- _Text shown_:
Arthritis, hip dysplasia, diabetes, cardiovascular disease, cancer, psoriasis, kidney failure, gum disease, low immunity, dementia and a shortened lifespan in pets can all be linked to chronic inflammation. An animal’s body uses inflammation for healing, but excessive, chronic inflammation wears the body down from head to toe.

We hear a lot about anti-inflammatory foods, but there are also foods that can cause inflammation. Pro-inflammatory foods don’t necessarily have to be avoided all together in homemade pet diets, we just have to balance them with anti-inflammatory foods. To provide that balance, we have to know both the anti-inflammatory and pro-inflammatory ratings of food and nutrients. For example, a diet that is high in omega-6 and very low in omega-3 promotes inflammation.

An excellent reference regarding the ‘inflammation factor’ (IF) of foods, both inflammatory and anti-inflammatory, is the book The Inflammation-Free Diet Plan by noted nutritional researcher, Monica Reinagel. It contains the inflammation factor ratings for more than 1500 common foods, based on the inflammatory and anti-inflammatory effects of 20 nutrients. Ms. Reinagel also shares years of scientific research and data in an easily understood manner. This book has improved my entire family’s health, including our companion animals… even the fish!

Virtually all pets can be negatively impacted by inflammation, including dogs, cats, horses, birds, fish and farm animals. However, some species of pets may be less impacted by what is classed as pro-inflammatory foods than others. How we apply nutritional information that is based on human research, must be influenced by what we know about the natural diet of the animal species in question.

Highly-inflammatory foods that some may consider for homemade pet food or treats are:

  • Processed meat, including hotdogs (chicken and turkey hotdogs too), sausage, bologna, ham and bacon.

- _To do_: Please say whether each statement below agrees with the text on pet inflammation, answering yes or no and quoting the words from the text that decide it. 1. Pro-inflammatory foods must be left out of homemade pet diets entirely. 2. The book it recommends gives inflammation factor ratings for more than 1500 common foods. 3. A diet high in omega-6 and very low in omega-3 reduces inflammation.

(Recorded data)
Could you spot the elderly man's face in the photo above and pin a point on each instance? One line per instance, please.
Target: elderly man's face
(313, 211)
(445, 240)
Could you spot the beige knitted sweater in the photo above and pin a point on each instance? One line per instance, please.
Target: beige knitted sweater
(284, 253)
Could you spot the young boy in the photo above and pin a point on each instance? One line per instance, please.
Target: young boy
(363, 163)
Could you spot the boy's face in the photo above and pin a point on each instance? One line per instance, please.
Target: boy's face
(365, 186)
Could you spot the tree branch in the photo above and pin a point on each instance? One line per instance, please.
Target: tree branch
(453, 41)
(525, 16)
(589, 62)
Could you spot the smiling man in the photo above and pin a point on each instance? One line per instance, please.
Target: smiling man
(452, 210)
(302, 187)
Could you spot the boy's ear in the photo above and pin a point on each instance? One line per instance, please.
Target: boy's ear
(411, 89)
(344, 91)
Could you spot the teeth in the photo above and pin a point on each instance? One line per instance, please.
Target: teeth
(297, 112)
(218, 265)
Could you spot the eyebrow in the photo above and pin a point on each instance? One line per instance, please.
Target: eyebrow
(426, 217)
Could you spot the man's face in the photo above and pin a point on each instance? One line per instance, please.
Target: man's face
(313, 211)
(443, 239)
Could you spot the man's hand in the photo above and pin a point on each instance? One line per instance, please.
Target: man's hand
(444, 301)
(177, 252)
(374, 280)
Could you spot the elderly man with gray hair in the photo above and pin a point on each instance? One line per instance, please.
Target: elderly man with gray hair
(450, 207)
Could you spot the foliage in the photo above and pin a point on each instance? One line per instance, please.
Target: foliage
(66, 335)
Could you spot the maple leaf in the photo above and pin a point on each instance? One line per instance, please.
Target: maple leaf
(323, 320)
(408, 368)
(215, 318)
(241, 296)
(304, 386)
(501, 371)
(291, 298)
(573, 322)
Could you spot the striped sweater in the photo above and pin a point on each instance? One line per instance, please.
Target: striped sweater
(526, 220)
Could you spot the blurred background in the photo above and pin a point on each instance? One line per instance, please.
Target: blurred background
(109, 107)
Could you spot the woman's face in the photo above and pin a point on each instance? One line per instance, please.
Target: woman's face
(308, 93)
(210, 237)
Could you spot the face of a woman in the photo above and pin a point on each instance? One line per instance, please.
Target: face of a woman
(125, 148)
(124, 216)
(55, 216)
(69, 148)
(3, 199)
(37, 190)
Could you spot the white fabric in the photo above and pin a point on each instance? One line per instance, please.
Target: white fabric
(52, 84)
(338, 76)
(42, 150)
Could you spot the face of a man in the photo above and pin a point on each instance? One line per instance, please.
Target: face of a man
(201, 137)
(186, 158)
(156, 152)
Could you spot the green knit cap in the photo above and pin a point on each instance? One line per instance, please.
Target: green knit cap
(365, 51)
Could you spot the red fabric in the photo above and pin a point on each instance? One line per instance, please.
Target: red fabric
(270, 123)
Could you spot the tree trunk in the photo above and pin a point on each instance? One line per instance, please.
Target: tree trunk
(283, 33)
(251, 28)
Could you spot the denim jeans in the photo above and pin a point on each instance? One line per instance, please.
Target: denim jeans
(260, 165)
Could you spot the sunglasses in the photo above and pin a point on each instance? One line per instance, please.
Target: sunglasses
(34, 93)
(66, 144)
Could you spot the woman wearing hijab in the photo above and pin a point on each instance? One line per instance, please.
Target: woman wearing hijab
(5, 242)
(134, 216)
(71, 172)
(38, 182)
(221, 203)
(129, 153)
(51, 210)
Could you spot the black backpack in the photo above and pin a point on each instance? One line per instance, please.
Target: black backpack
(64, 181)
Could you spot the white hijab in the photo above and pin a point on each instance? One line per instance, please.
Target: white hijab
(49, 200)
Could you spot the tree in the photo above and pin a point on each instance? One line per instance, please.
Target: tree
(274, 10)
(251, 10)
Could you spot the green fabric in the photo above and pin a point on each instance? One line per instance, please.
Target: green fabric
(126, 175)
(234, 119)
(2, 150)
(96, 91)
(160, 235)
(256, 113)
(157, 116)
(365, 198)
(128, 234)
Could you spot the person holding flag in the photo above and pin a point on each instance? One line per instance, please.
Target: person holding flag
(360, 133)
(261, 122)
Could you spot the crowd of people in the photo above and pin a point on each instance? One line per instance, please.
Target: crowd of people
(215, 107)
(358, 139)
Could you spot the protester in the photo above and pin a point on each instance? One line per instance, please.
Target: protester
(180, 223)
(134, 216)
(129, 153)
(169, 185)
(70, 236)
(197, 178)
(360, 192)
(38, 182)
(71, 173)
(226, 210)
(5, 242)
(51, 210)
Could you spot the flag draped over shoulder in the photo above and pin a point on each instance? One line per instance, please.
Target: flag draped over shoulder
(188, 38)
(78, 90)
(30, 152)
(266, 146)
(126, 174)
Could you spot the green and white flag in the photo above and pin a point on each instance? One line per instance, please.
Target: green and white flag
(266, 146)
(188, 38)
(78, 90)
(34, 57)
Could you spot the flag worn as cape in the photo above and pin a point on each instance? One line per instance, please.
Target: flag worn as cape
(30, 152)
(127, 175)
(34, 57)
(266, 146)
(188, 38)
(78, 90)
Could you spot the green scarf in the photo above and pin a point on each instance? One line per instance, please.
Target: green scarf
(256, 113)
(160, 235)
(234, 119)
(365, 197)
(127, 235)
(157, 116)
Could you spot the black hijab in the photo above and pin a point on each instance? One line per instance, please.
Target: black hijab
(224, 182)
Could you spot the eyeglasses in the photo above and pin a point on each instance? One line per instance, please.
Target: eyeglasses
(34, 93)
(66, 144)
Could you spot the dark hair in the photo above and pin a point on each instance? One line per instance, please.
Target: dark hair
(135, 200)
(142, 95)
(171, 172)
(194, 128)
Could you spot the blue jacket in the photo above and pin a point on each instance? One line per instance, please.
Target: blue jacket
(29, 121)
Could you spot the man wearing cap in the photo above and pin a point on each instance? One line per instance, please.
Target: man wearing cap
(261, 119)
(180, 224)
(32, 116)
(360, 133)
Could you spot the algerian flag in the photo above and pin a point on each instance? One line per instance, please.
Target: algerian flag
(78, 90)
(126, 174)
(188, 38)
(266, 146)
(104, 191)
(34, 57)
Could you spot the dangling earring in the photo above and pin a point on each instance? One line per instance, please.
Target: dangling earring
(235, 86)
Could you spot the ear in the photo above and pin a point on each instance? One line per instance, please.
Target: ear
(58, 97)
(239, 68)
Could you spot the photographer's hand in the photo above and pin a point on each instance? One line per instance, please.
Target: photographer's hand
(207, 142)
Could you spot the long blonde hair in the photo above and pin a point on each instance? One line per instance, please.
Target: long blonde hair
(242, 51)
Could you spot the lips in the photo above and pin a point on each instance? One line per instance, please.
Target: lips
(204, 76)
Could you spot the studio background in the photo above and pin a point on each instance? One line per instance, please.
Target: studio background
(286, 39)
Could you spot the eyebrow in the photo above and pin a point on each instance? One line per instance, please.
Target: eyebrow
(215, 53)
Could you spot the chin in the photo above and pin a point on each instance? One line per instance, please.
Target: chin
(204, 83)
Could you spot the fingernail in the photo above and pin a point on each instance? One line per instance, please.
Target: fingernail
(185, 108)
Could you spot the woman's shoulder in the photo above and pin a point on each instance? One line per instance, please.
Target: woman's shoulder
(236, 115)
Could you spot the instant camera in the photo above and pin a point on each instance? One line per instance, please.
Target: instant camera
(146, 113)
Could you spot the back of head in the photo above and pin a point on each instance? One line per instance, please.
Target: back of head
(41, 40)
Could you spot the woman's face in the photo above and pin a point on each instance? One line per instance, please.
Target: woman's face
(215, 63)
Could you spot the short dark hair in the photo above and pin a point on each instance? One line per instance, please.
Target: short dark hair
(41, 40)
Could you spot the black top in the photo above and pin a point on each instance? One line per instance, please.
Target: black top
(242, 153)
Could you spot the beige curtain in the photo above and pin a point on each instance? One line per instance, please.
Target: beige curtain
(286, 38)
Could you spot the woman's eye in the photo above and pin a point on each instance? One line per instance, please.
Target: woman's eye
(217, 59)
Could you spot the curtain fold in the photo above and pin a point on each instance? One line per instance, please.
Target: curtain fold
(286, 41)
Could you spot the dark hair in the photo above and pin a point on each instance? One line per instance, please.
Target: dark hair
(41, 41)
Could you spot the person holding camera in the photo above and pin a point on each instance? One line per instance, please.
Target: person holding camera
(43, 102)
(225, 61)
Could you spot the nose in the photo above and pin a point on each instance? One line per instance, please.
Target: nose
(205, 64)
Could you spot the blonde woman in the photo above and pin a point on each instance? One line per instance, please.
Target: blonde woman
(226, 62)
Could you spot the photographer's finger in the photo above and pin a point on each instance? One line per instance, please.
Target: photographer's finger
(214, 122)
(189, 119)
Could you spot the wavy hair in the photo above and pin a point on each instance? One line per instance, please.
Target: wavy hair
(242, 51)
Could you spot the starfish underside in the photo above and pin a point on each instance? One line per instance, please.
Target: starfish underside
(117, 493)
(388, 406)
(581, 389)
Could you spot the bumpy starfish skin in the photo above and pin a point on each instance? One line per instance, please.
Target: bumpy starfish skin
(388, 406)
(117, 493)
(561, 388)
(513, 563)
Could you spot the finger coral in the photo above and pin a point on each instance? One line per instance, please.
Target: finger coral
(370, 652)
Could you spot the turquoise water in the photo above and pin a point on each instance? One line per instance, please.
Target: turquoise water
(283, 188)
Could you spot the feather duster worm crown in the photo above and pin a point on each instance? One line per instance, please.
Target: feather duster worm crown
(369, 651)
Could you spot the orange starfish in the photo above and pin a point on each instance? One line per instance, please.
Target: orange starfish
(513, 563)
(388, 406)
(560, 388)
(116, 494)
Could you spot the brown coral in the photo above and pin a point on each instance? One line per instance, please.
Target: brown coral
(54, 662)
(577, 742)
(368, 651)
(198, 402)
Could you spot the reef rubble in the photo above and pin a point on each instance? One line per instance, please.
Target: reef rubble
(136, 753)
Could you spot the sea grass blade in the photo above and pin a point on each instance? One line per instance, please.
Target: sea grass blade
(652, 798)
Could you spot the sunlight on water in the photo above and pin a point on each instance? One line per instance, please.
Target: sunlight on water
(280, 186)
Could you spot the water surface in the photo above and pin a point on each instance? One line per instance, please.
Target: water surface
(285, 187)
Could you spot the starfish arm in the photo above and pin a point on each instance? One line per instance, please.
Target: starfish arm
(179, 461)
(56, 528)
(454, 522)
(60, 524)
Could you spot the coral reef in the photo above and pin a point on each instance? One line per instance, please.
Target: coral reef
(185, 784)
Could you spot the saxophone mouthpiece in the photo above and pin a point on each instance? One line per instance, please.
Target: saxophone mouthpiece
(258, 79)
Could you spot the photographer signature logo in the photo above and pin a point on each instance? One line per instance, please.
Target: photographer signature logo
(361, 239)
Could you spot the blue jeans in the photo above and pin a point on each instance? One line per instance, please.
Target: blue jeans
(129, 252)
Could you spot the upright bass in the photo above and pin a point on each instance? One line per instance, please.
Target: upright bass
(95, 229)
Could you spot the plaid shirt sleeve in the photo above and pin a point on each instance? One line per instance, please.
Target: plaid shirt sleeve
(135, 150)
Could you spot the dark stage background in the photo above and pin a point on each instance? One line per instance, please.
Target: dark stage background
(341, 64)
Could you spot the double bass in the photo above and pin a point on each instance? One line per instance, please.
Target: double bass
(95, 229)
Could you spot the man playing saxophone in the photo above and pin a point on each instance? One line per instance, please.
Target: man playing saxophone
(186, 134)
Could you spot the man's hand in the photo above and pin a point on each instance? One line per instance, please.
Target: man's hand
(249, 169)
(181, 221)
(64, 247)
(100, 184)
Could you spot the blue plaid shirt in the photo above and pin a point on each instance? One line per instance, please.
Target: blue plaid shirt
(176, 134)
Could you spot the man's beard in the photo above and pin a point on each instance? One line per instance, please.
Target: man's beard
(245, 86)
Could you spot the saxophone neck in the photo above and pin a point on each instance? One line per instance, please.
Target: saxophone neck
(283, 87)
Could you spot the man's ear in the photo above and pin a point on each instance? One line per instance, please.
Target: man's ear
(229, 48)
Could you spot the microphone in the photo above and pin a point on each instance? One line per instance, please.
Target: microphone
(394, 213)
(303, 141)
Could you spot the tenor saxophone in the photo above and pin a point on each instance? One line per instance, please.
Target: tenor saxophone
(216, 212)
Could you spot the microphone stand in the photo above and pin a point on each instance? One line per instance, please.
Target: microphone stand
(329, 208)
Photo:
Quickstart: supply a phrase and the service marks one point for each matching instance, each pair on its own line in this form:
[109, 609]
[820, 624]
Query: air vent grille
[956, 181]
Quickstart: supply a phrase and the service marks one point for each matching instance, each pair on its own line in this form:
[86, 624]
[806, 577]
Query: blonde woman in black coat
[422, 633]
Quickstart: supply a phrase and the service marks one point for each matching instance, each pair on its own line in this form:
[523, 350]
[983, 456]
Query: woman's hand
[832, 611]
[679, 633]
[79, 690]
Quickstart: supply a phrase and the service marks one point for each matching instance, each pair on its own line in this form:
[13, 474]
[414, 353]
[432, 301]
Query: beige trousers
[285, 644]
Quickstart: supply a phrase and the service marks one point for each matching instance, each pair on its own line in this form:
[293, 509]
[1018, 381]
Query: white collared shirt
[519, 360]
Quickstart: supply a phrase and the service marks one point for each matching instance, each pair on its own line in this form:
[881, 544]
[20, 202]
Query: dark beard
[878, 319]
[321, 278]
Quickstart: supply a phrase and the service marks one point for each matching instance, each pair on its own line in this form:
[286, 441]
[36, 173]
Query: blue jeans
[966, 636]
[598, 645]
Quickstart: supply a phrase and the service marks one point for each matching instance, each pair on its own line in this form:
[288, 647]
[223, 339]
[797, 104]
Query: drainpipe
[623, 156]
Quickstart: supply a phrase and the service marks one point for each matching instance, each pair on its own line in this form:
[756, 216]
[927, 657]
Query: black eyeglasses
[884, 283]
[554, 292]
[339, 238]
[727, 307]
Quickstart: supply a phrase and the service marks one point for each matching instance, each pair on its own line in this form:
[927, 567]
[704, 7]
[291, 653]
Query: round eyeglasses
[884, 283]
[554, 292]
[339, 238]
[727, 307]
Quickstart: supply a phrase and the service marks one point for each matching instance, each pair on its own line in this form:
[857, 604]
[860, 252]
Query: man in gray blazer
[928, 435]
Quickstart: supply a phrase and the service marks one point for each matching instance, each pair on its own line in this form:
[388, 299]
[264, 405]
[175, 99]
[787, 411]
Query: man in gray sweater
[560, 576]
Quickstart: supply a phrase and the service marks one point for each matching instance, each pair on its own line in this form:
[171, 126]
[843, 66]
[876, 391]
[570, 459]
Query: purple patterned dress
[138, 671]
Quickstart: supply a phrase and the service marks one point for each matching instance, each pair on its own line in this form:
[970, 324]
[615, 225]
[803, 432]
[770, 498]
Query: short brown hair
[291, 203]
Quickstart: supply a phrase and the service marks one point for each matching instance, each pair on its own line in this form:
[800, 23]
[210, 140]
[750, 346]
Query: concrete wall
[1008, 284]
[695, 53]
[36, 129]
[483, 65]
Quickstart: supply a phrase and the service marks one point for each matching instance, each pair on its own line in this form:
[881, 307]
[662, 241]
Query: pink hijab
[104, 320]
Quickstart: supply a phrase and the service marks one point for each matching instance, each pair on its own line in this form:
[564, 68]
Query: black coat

- _Exercise response_:
1. No: "Pro-inflammatory foods don’t necessarily have to be avoided all together in homemade pet diets"
2. Yes: "It contains the inflammation factor ratings for more than 1500 common foods"
3. No: "a diet that is high in omega-6 and very low in omega-3 promotes inflammation"